(REQUIREMENTS)
Copy the entries word for word, from the very first line through the line that contains "[[[130,88],[101,85],[101,105],[133,109],[133,90]]]", with that line included.

(RECORD SET)
───

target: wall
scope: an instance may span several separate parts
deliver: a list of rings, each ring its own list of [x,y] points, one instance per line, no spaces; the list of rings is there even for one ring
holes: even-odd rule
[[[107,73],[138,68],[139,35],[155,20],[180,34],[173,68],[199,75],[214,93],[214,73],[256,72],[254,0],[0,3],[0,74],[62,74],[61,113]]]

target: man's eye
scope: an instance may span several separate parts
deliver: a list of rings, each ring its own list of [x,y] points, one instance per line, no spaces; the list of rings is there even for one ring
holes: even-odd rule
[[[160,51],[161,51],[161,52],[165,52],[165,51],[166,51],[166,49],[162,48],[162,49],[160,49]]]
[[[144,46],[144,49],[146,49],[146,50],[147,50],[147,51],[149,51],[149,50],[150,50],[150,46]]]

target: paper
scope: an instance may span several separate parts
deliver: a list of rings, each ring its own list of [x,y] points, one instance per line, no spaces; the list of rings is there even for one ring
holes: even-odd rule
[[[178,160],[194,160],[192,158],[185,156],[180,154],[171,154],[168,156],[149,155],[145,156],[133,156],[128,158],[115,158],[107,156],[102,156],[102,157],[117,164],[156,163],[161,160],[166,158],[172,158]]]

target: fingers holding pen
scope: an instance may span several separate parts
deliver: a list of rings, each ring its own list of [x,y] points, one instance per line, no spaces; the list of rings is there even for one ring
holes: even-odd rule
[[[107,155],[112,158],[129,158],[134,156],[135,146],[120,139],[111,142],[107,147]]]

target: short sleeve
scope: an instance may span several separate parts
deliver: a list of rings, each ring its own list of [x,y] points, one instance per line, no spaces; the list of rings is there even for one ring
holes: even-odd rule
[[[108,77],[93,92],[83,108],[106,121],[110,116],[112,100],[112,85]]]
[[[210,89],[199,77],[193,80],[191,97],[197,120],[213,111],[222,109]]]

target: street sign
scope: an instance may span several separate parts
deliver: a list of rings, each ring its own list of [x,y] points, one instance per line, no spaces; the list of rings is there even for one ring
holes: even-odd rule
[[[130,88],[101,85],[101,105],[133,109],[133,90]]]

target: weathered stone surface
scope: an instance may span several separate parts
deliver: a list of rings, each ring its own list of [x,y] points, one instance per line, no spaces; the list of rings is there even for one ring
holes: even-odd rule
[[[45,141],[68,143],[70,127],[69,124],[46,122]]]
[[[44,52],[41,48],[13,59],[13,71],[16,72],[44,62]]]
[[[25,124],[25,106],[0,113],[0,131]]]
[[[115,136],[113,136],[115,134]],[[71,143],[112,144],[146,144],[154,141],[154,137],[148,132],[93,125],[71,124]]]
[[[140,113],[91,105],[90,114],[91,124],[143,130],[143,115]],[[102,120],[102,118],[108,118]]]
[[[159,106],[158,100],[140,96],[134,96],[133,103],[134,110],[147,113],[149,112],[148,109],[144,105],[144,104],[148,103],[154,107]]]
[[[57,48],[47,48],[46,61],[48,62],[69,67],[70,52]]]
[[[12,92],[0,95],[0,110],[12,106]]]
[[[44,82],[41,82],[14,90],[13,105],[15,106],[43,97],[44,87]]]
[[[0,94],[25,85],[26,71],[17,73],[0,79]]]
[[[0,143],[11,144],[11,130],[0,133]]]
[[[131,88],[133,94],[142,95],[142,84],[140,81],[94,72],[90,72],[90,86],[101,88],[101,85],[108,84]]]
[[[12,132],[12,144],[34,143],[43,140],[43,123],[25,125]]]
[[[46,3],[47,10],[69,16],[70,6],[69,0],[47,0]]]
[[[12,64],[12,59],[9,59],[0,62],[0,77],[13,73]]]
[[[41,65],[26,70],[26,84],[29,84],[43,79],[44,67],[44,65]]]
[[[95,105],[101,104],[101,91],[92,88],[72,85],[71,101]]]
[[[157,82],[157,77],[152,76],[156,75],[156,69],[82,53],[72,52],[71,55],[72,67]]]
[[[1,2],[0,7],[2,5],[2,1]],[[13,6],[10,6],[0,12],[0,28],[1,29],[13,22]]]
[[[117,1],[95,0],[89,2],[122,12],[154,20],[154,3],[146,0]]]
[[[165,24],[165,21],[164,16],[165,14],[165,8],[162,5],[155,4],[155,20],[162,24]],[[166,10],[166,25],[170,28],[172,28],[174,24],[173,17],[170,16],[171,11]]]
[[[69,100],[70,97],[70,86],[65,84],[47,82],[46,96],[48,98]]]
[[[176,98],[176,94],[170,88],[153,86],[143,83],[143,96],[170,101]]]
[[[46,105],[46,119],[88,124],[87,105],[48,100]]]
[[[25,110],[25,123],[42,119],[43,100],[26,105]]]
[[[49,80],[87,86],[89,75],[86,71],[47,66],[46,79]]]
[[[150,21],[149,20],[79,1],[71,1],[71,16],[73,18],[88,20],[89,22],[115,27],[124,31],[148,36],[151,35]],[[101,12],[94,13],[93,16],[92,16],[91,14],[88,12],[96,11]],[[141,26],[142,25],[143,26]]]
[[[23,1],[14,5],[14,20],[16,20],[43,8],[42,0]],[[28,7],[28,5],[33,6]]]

───

(WRITTEN RESPONSE)
target: wall
scope: an instance may span several separate parts
deliver: a list of rings, each ring its own list of [x,y] points, one instance per line, no spaces; the list of rings is there even for one ring
holes: even-odd rule
[[[107,73],[138,68],[139,35],[155,20],[180,34],[173,68],[199,75],[214,93],[214,73],[256,72],[254,0],[0,3],[0,74],[62,74],[61,113]]]

target: man's eye
scope: an instance may span several separate parts
deliver: a list of rings, each ring its own list of [x,y] points, one instance per line, no spaces; the list of rings is there even for one ring
holes: even-odd rule
[[[160,51],[161,51],[161,52],[165,52],[165,51],[166,51],[166,49],[162,48],[162,49],[160,49]]]
[[[144,46],[144,49],[146,49],[146,50],[147,50],[147,51],[149,51],[149,50],[150,50],[150,46]]]

target: paper
scope: an instance may span several separate parts
deliver: a list of rings, each ring its own list of [x,y] points, one instance per line, no spaces; the list of rings is there even for one ring
holes: even-odd rule
[[[178,160],[194,160],[192,158],[185,156],[180,154],[171,154],[168,156],[149,155],[145,156],[133,156],[128,158],[115,158],[107,156],[102,156],[102,157],[117,164],[156,163],[161,160],[166,158],[172,158]]]

target: fingers holding pen
scope: an instance may span several separate parts
deliver: a list of rings, each ring its own list of [x,y] points, one instance per line, no spaces; the list of rings is there even for one ring
holes: even-odd rule
[[[107,155],[112,158],[129,158],[134,156],[135,146],[120,139],[111,142],[107,147]]]

target: short sleeve
scope: an instance may span several separate parts
deliver: a list of rings, each ring its own list of [x,y] points, one instance per line, no spaces; the list of rings is there even for one ring
holes: even-odd rule
[[[108,77],[93,92],[83,108],[106,121],[110,116],[112,100],[112,85]]]
[[[210,89],[199,77],[193,80],[191,97],[197,120],[213,111],[222,109]]]

target: street sign
scope: an instance may span several separate parts
deliver: a list of rings, each ring its own list of [x,y] points, one instance per line, no spaces; the list of rings is there even for one ring
holes: even-odd rule
[[[130,88],[101,85],[101,105],[133,109],[133,90]]]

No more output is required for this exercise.